(Data excerpts)
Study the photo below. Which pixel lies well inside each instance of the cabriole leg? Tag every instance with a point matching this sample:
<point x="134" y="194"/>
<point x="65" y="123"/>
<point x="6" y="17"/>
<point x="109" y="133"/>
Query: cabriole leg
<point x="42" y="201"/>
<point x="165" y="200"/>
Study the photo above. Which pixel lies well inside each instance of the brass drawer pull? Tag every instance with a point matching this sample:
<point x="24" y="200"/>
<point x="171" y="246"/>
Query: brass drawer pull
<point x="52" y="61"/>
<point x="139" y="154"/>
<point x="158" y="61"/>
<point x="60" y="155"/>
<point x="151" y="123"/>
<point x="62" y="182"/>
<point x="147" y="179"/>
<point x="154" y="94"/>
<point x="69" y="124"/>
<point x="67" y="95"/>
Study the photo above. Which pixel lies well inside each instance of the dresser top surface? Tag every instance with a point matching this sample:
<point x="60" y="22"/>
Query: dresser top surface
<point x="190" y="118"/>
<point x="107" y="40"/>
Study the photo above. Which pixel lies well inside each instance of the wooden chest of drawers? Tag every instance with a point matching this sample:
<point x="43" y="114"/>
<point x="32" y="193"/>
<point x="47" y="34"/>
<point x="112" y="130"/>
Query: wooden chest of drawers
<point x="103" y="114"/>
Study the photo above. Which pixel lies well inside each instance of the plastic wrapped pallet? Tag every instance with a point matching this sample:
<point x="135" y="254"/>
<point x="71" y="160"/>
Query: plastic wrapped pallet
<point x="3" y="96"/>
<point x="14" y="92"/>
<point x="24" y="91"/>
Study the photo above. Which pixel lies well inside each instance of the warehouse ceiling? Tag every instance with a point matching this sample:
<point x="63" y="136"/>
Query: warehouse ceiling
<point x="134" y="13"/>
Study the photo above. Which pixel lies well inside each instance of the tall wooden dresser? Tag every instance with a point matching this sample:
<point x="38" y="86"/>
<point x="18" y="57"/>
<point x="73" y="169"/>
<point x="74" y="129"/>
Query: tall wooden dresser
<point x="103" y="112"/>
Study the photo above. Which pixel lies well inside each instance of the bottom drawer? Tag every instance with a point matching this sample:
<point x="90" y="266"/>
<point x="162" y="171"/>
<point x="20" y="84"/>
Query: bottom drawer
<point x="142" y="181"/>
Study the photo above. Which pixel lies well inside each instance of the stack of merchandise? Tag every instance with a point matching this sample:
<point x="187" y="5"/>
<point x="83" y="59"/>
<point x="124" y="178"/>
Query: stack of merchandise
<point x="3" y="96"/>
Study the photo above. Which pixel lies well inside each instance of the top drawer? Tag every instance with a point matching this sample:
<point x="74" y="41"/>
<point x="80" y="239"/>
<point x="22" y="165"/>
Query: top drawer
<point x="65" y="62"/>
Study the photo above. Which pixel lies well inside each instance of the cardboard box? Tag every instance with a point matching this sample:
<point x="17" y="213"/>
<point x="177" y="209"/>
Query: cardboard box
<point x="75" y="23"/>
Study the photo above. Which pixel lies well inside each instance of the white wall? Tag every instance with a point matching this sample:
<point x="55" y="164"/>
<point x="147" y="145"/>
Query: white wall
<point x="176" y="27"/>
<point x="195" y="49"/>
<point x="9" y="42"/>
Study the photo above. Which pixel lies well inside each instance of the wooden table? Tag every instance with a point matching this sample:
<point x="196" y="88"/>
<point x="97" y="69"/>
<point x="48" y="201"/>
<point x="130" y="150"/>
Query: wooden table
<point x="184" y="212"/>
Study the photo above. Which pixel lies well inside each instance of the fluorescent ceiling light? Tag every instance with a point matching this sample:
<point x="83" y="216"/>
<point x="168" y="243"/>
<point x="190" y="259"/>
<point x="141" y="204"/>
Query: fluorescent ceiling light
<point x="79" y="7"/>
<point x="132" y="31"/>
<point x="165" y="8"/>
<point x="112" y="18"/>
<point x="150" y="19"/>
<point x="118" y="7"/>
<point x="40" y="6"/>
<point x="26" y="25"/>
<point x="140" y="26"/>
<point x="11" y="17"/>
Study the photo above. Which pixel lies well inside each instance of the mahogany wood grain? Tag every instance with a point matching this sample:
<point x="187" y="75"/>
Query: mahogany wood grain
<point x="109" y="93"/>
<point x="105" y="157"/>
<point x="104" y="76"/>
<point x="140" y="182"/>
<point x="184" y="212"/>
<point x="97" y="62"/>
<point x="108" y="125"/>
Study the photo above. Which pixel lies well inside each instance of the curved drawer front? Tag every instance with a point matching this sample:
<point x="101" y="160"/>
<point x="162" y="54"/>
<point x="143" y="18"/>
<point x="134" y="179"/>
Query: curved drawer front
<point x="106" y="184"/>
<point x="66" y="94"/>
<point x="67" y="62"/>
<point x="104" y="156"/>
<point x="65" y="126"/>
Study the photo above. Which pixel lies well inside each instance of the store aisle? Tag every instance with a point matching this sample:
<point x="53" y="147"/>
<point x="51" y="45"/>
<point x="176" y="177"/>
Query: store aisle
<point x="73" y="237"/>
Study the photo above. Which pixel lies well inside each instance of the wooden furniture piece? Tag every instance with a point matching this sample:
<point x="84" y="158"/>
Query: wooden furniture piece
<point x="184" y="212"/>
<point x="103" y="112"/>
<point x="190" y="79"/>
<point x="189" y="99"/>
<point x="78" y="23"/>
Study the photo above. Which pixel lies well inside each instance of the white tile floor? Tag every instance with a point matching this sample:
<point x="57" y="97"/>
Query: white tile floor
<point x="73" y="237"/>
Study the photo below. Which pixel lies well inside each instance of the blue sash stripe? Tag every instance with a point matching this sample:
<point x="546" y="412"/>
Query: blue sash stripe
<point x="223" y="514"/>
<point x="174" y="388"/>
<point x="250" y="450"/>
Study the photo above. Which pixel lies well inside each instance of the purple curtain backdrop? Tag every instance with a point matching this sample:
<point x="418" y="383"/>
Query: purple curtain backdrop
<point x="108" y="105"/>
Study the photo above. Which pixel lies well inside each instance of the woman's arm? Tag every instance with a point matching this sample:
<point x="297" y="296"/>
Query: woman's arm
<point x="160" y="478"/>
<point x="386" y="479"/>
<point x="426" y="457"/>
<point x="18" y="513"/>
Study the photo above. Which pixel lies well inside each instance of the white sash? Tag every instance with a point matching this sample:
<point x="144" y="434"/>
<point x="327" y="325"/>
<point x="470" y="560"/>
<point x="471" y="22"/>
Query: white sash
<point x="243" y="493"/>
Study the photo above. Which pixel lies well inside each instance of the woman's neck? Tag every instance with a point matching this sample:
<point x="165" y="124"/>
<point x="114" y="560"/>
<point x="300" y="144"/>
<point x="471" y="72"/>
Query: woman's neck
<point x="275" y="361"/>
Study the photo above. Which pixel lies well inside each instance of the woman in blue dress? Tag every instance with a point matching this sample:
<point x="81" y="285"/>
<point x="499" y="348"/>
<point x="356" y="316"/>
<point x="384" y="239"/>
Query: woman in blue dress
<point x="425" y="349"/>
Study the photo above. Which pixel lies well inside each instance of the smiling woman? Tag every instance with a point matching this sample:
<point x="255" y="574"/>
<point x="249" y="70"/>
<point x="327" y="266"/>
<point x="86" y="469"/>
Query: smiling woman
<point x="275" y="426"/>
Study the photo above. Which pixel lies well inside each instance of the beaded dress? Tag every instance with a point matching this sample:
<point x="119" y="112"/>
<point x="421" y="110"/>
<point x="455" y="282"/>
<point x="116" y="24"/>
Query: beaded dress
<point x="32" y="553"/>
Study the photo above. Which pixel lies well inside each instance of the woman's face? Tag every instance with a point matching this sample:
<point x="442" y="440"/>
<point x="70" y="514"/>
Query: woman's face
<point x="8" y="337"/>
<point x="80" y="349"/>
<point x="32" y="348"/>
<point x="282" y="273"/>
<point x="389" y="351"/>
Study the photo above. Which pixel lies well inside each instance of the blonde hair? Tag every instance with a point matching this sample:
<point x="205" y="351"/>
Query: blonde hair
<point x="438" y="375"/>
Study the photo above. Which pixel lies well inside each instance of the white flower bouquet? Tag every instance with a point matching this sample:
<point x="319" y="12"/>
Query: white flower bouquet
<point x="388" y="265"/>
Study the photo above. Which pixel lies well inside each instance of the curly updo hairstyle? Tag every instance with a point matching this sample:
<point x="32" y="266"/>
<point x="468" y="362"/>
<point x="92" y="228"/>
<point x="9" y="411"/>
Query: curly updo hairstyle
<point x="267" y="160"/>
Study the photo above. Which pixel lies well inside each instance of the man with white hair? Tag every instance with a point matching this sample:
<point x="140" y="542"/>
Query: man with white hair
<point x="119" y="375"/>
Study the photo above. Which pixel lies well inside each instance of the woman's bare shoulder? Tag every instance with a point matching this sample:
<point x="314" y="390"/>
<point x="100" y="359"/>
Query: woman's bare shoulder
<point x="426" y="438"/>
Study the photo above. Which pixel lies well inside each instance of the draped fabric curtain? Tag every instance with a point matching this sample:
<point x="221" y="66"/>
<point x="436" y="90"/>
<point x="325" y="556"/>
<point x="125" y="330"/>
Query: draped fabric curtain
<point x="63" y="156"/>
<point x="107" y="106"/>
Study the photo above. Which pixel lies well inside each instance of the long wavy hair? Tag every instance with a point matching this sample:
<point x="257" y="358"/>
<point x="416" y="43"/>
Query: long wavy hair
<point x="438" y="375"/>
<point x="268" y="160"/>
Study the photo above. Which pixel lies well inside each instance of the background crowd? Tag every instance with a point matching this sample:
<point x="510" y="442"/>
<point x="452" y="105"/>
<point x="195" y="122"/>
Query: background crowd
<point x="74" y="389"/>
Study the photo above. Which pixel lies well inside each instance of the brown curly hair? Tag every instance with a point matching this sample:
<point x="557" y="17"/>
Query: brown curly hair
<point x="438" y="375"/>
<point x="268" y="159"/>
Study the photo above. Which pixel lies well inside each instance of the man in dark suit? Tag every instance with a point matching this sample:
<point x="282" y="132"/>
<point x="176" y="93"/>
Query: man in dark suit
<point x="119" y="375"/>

*TASK TO CARRY OUT*:
Report each line above that includes the string "below".

*RESPONSE*:
Study the photo below. Which pixel lies well inside each instance of the cabriole leg? Tag every instance with a point matching this sample:
Study the photo below. Which pixel lies well inside each instance of the blue sash stripe? Tag every instance with a point matching this sample:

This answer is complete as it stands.